Provided material —
________________

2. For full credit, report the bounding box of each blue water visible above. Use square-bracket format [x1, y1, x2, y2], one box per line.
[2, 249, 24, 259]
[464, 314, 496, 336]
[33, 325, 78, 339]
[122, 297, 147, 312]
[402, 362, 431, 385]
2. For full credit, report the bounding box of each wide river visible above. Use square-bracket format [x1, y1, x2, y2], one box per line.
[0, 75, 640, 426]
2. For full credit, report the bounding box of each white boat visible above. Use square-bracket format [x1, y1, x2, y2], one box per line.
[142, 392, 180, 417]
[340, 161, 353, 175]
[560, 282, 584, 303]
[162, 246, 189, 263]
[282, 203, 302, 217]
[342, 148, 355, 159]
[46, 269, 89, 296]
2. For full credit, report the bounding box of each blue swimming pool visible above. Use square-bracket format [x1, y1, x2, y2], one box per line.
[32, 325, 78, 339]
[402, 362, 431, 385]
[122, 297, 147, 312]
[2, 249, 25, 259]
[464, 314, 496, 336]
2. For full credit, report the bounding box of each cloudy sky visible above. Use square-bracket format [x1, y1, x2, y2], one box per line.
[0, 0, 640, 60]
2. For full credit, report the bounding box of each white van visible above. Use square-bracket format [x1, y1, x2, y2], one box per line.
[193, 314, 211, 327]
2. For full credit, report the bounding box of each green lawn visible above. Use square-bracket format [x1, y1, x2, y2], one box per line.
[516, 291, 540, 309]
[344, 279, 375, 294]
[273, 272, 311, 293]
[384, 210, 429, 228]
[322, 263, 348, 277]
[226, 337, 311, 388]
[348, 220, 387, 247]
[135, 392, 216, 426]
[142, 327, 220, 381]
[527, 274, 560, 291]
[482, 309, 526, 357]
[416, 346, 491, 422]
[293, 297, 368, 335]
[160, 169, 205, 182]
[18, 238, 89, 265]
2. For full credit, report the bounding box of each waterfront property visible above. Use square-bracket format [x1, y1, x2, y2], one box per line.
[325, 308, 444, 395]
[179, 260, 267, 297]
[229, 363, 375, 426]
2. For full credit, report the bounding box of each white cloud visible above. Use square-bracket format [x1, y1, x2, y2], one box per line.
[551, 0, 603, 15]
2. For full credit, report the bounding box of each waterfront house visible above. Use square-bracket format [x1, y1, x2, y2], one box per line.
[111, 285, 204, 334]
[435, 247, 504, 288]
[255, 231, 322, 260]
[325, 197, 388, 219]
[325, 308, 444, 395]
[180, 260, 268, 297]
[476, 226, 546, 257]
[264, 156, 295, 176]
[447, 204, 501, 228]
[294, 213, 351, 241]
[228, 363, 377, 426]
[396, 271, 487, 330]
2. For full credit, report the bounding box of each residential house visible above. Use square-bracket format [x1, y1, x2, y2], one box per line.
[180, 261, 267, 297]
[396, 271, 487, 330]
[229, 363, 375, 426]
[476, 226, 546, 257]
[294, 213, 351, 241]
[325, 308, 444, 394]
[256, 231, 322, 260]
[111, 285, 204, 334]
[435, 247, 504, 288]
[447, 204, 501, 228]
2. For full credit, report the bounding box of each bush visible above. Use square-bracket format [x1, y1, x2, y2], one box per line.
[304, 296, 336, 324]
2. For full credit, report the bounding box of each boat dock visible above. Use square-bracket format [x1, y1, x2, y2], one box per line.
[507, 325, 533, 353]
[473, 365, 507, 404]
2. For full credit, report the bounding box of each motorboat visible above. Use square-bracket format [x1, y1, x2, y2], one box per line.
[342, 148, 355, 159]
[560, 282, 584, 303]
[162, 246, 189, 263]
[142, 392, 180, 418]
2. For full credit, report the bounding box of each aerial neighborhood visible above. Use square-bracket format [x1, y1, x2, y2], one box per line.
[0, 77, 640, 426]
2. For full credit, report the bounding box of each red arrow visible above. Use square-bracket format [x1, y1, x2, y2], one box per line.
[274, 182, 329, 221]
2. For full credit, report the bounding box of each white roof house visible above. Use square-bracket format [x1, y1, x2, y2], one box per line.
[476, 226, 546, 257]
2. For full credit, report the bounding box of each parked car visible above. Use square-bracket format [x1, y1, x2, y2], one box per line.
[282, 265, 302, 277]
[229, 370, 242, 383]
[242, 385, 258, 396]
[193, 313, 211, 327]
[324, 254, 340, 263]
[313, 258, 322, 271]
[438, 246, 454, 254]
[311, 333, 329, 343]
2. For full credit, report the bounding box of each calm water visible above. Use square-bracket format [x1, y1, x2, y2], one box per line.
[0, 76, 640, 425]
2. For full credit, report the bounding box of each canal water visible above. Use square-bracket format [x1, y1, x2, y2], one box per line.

________________

Rewrite every line of the data above, replacing each "For full credit" with "To earn full marks" and leaving everything else unchanged.

2. To earn full marks, report the bounding box of each blue water visible above. Use square-bracket format [x1, y1, x2, y2], one box per line.
[2, 249, 24, 259]
[464, 314, 496, 336]
[33, 325, 78, 339]
[122, 297, 147, 312]
[402, 362, 431, 385]
2. To earn full marks, report the bounding box of each wide river visible above. Use square-bracket format [x1, y1, x2, y2], one box per line.
[0, 75, 640, 426]
2. To earn full marks, report the bounding box of each white boat visible above. Use square-bracket format [x1, y1, x2, y2], one box per line.
[142, 392, 180, 417]
[340, 161, 353, 175]
[560, 282, 584, 303]
[162, 246, 189, 263]
[282, 203, 302, 217]
[342, 148, 355, 159]
[46, 269, 89, 296]
2. To earn full marks, report the bounding box of each blue swimming pool visible above. Use square-bracket format [x1, y1, x2, y2], one box per line.
[32, 325, 78, 339]
[402, 362, 431, 385]
[122, 297, 147, 312]
[2, 249, 25, 259]
[464, 314, 496, 336]
2. To earn full marks, report the bounding box of each cloudy sky visible above. Use square-bracket format [x1, y1, x2, y2], one box per line.
[0, 0, 640, 60]
2. To earn full marks, report the bounding box of each white van visible above. Use square-bracket format [x1, y1, x2, y2], one box per line.
[193, 314, 211, 327]
2. To earn full marks, report the bounding box of each green lawn visible above. Use square-bracket format [x1, y1, x2, y2], one box per line.
[516, 291, 540, 309]
[344, 279, 375, 294]
[273, 272, 311, 293]
[384, 210, 429, 228]
[322, 263, 348, 277]
[226, 337, 311, 388]
[348, 220, 387, 247]
[135, 392, 216, 426]
[142, 327, 220, 381]
[527, 274, 560, 291]
[482, 309, 526, 357]
[416, 346, 491, 422]
[293, 297, 368, 335]
[160, 169, 205, 182]
[18, 238, 89, 265]
2. To earn full marks, report the bounding box of each waterfront property visible above. Use square-bracket format [x1, y1, x2, y2], one box per line.
[325, 308, 444, 395]
[179, 260, 267, 297]
[229, 363, 375, 426]
2. To earn full marks, report the bounding box of each white cloud visible above. Use square-bracket format [x1, y1, x2, y2], one box per line.
[551, 0, 603, 15]
2. To earn full marks, report the bounding box of each waterfront house visible above. Use square-bracket format [x1, y1, x2, y2], one box per line.
[111, 285, 204, 334]
[435, 247, 504, 288]
[255, 231, 322, 260]
[325, 197, 388, 219]
[325, 308, 444, 395]
[180, 260, 268, 297]
[476, 226, 546, 257]
[264, 156, 295, 176]
[447, 204, 501, 228]
[294, 213, 351, 241]
[228, 363, 377, 426]
[396, 271, 487, 330]
2. To earn full marks, report the bounding box of each residential house visible above. Use square-bracket format [x1, y1, x2, y2], one box per line.
[180, 261, 267, 297]
[396, 271, 487, 330]
[229, 363, 375, 426]
[476, 226, 546, 257]
[294, 213, 351, 241]
[325, 308, 444, 394]
[256, 231, 322, 260]
[111, 285, 204, 334]
[435, 247, 504, 288]
[447, 204, 501, 228]
2. To earn full marks, report the bounding box of each bush visible above. Use square-bracket format [x1, y1, x2, y2], one box per line.
[304, 296, 336, 324]
2. To earn full marks, report the bounding box of each boat dock visible above. Use square-bracket format [x1, y1, x2, y2], one box per line.
[507, 325, 533, 353]
[473, 365, 507, 404]
2. To earn full marks, report the bounding box of each motorboat visible above. Use square-bracket format [x1, y1, x2, y2], one box per line.
[342, 148, 355, 159]
[560, 282, 584, 303]
[162, 246, 189, 263]
[142, 392, 180, 418]
2. To earn full marks, report the bounding box of each aerial neighborhood visible above. Use square-bracket format [x1, y1, x2, y2], one box per line.
[0, 77, 640, 426]
2. To earn full marks, report the bounding box of each red arrow visible above. Use square-bracket format [x1, y1, x2, y2], one box per line.
[274, 182, 329, 221]
2. To earn full marks, report the bounding box of each white roof house visible above. Use square-bracket format [x1, y1, x2, y2], one box per line.
[476, 226, 546, 257]
2. To earn full marks, report the bounding box of each parked car visible above. Use square-bracket format [x1, y1, x2, y2], one box per line.
[282, 265, 302, 277]
[229, 370, 242, 383]
[242, 385, 258, 396]
[193, 313, 211, 327]
[324, 254, 340, 263]
[313, 258, 322, 271]
[438, 246, 454, 254]
[311, 333, 329, 343]
2. To earn full marks, report the bounding box of each calm water visible above. Use square-bracket format [x1, y1, x2, y2], one box per line.
[0, 76, 640, 425]
2. To earn full marks, report the bounding box of each canal water visible above. Use square-bracket format [x1, y1, x2, y2], one box per line.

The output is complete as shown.